[PASSAGE FOR REVIEW — start]

For now, I sit in silence waiting for my chance to prove I am not guilty.  I just fear it will be easier for her to not let me and just give up.  After all, how much can one person take.

Weight and Magnitude

Day 2 – Wed Dec 11

Last night I didn’t sleep much. I started to feel the weight and magnitude of how much I have hurt her and damaged our family.  How could I have been so stupid.  I am certainly damaged and if she is lucky she will leave me.  I don’t deserve her but I have made a promise to myself and I will follow it through.  It might take a lifetime to make it up to her, if she lets me.  I start today by being patient.  I know this has crushed her and it will take time…so much time to fix.  If that is even possible but I hope it is.  I have learned the meaning of that word….hope.  I fully understand what people mean when then say it and mean it.  I HOPE that I can fix it.  That is all I can focus on.

Today you I was given hope.   A hug.  I didn’t ask for it and it felt great.  I thought it would be weeks before I got one.  Before that, I witnessed the strongest woman in the world save her family.  Instinctively she knew what to do.  The man who contacted her to tell her everything was over doing it. He phoned her a few times, even after she asked that he have no more contact. It felt creepy to her, almost like she was talking to a stalker. She spoke calmly to him and said things that he needed to hear to stop the calls.   She was amazing as I sat there shivering, weak from fear and anticipation.  I am on egg shells and that hug gave me the first sign that there might be a chance to fix it.  Don’t fuck it up you selfish prick.

Hell of a day yesterday.  I lost focus already.  I put someone else in front of my wife.  I meant well thinking that some explanation to the other woman might get her to understand I have made my choice and want to be left alone to try and fix what I have done.  I stood on the phone, infront of my wife and told the other woman that it was over, my wife was right infront of me and that she knows everything. I told her I would never talk to her again and hung up. But, hours later the texts began. My wife read them with me. I was shaking. I texted goodbye then blocked the number. I felt that to be communicating with her will only serve to worsen my wife’s pain.  More than that, it serves to put doubts in her head who I are thinking about.  There is no doubt.  My every thought, my every move is a desire to send a message that I can change, I want to change.   But how do I make her understand.  I cannot. I fear I am smothering her, I fear I am not attentive enough.  I am driving myself crazy and it is likely not even half the anguish I have caused her.

[PASSAGE FOR REVIEW — finish]
[COLLECTED DATA — start]

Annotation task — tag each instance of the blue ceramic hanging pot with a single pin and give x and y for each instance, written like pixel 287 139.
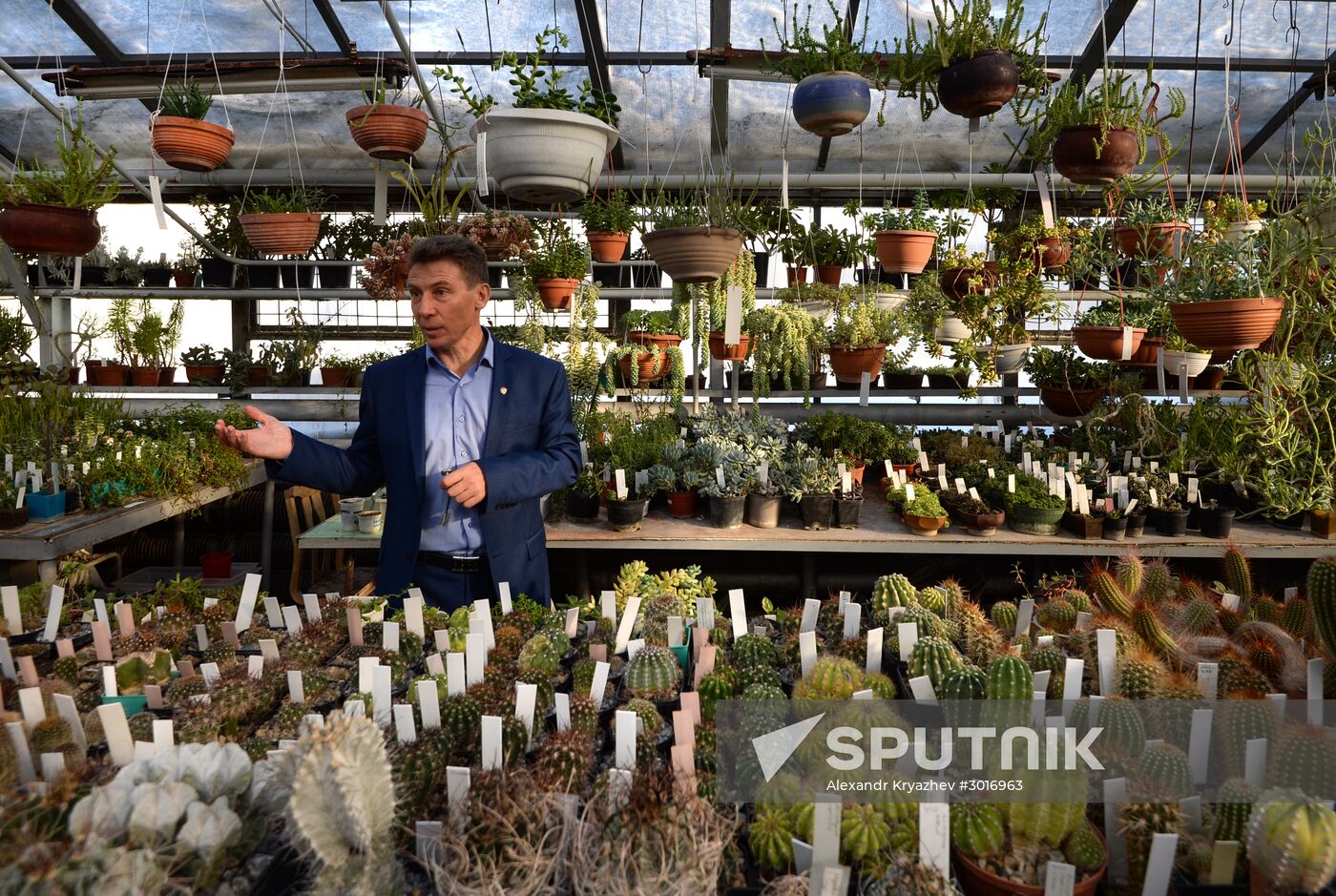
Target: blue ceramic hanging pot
pixel 831 104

[COLLECTED DATA — finish]

Could you pick up the diary about trying to repair a marriage after an affair and carry it on from its last sentence, in the same voice?

Remember this feeling.  Tight chest, tense all over, heart racing, flush all over.  My stomach is in knots.  My back hurts and my neck is sore.  Tension and fear is causing this.  This is what I feel at night, when it is quiet and it is just the two of us.  No kids, just me and her and this gigantic empty space which has filled in between us.  Put there by me.  You selfish prick.  Work at it, be patient and understand.  I feel this when she looks at me with that anguish in her eyes.  Will it ever go away?   Will she be able to forgive me or will every sight of me, every word out of my mouth be a dagger to her?  Only time….so much time….wasted time….only time will tell.  My one hope is this will end in me being stronger.  That through this pain I will become someone she will love again.  That is the prize, her love.  I need nothing else from life, not money, not things, not anything.  To win her heart back is the only prize worth having.  Why did it have to come to this for me to understand it?  This is bitter sweet especially when I understand how I got here.  To realize now, what I have and how deeply I want to keep it.

INSTEAD OF AVOIDING THE ACTIVITY, CHANGE IT SO IT FITS YOU.

I use to avoid things, walking the dog because I was lazy, ice skating because my skates hurt.  But now what I wouldn’t give for just one more change to walk with her, to skate with my kids.  To go back and make different choices.  To honor my wife.